• _Task to carry out_
Reproduce verbatim the lines of the entries below, starting with the line that contains "Target: blue trousers" and continuing through the line that contains "top-left (0, 557), bottom-right (1344, 896)", both included.

• _Provided entries_
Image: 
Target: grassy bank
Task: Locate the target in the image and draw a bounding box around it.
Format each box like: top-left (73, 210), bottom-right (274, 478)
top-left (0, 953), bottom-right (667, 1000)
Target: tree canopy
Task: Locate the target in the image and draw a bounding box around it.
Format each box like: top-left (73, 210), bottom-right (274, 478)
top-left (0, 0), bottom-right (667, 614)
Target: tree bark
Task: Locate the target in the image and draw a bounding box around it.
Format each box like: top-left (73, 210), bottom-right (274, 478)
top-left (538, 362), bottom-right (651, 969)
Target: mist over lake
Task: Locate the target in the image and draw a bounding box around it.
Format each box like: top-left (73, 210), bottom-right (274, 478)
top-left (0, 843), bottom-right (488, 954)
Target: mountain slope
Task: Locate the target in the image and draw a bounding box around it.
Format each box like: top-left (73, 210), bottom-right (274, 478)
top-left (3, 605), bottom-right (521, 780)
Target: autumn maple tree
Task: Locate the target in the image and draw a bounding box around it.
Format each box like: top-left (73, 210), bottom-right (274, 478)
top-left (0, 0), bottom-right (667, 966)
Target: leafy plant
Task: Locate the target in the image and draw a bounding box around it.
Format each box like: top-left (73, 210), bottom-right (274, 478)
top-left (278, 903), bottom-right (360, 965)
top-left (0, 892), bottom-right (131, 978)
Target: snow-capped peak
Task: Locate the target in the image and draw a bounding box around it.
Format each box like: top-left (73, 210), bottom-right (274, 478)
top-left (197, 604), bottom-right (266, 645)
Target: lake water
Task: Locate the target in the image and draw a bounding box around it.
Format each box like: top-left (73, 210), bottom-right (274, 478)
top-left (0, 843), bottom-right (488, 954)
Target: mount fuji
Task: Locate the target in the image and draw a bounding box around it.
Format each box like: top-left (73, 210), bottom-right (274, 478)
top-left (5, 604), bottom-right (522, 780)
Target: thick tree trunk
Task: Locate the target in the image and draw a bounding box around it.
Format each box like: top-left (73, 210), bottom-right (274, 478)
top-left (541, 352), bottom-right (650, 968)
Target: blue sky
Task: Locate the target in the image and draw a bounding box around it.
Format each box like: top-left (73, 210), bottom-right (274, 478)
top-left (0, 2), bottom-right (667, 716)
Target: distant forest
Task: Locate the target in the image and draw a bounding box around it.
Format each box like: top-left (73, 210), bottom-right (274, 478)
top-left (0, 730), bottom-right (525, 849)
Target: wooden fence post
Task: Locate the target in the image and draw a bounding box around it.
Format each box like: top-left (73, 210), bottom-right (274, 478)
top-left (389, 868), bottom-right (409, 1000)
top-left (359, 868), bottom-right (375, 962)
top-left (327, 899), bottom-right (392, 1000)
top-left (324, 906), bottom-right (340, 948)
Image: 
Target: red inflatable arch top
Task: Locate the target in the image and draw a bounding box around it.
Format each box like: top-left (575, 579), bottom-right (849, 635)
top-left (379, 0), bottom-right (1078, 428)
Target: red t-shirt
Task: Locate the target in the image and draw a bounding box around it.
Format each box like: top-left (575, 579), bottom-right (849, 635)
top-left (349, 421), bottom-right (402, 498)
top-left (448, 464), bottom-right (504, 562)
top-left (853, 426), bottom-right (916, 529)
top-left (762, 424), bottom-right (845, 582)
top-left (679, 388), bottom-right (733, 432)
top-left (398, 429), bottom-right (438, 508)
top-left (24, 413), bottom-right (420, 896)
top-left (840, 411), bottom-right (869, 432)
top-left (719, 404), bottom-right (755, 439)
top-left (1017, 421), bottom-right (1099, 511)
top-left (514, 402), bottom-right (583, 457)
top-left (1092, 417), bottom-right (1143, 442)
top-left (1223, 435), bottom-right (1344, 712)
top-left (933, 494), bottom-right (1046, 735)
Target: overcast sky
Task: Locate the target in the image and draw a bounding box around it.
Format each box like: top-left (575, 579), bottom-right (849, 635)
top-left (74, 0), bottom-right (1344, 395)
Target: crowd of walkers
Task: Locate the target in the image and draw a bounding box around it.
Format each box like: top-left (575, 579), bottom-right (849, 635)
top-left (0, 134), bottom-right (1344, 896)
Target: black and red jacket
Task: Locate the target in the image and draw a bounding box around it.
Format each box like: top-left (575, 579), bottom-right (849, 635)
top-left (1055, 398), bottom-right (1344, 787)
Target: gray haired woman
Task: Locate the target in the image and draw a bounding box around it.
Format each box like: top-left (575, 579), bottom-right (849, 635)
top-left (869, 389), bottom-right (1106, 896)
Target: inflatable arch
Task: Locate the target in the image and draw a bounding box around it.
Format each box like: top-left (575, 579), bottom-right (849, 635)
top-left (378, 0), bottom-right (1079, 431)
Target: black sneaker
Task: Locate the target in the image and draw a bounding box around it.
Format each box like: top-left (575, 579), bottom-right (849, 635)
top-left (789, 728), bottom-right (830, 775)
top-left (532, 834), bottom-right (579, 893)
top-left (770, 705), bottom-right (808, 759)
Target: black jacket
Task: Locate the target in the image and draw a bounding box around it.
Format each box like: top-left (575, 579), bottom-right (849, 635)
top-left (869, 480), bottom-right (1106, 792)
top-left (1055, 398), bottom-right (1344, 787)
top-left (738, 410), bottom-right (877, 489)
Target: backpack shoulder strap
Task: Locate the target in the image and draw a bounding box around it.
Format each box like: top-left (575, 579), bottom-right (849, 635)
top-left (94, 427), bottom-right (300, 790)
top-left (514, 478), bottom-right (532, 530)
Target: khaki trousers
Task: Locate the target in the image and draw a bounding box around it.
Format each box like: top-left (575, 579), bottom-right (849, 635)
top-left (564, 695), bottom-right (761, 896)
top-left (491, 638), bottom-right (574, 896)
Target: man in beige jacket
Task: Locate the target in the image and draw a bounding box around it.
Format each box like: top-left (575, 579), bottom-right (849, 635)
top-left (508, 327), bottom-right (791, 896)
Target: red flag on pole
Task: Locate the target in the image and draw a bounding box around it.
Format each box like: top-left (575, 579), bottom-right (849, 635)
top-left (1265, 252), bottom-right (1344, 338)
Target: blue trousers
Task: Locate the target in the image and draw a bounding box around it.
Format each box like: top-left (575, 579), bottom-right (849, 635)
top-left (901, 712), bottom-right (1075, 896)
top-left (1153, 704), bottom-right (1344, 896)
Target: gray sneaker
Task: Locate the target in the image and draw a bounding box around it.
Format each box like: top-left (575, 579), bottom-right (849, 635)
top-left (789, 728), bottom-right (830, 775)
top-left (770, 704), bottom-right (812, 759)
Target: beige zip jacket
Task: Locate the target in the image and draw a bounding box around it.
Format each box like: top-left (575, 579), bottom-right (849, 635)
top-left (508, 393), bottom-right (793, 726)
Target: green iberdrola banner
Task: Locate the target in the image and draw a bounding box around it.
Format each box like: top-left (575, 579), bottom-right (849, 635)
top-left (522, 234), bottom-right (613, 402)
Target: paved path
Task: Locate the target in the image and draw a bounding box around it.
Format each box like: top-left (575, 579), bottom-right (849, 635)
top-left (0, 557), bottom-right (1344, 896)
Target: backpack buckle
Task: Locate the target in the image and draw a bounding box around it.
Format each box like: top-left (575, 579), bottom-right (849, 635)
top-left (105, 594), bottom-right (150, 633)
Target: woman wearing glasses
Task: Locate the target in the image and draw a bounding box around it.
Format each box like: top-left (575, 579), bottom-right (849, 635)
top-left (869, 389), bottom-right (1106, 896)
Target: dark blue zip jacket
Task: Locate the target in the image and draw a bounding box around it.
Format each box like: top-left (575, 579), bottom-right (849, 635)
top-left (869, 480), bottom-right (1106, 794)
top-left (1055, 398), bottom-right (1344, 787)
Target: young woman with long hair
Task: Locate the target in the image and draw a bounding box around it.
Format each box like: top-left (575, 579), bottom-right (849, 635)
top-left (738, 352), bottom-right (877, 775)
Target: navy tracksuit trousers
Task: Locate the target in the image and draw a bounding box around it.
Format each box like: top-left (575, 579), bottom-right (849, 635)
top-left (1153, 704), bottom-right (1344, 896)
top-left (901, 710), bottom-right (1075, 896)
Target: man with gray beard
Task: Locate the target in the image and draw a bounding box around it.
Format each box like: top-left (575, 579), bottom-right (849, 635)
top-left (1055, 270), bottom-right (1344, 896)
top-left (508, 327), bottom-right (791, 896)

• _Result of this exercise_
Target: blue trousers
Task: Locate the target in the image and draw a bounding box around it.
Format each box like: top-left (575, 579), bottom-right (849, 635)
top-left (901, 712), bottom-right (1075, 896)
top-left (1153, 704), bottom-right (1344, 896)
Target: gray sneaker
Task: Locate the target in the image and draw a bounding box around it.
Format each box like: top-left (575, 579), bottom-right (849, 635)
top-left (789, 728), bottom-right (830, 775)
top-left (770, 704), bottom-right (812, 759)
Target: beige zip jacket
Task: Locate the target in the image and draw a bounding box around it.
Format each box like: top-left (575, 579), bottom-right (849, 635)
top-left (508, 393), bottom-right (793, 726)
Target: green iberdrola banner
Task: Locate the target in the image and draw a bounding box around it.
Format each box like: top-left (575, 579), bottom-right (849, 635)
top-left (522, 234), bottom-right (613, 402)
Target: paved path
Task: Locate the target in the image and draw a bounding box around it.
Format each box like: top-left (575, 579), bottom-right (849, 635)
top-left (0, 557), bottom-right (1344, 896)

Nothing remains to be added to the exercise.